▸ Records supplied
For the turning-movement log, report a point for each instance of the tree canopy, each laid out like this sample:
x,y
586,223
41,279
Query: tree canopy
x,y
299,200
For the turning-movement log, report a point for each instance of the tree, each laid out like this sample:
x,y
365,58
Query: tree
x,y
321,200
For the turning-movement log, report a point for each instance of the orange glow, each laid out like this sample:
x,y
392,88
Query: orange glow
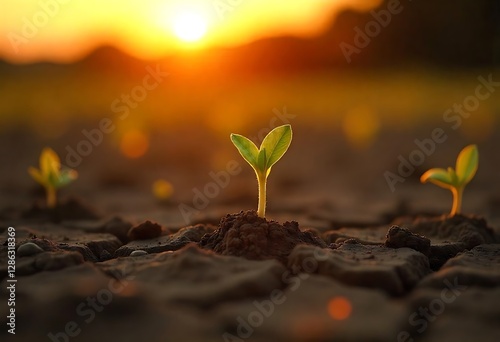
x,y
189,26
162,189
339,308
361,126
134,144
60,30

▸ Task objective
Pull out every line in the data above that has the word "instance".

▸ Worked solution
For the turning-movement log, report a point for each instance of the tree canopy, each laid out like this sample:
For the turning-movement log, report a point for each instance of the tree, each laid out like this sample:
For the turning-movement log, report a point for each instance of the orange glow, each laid out like this sample:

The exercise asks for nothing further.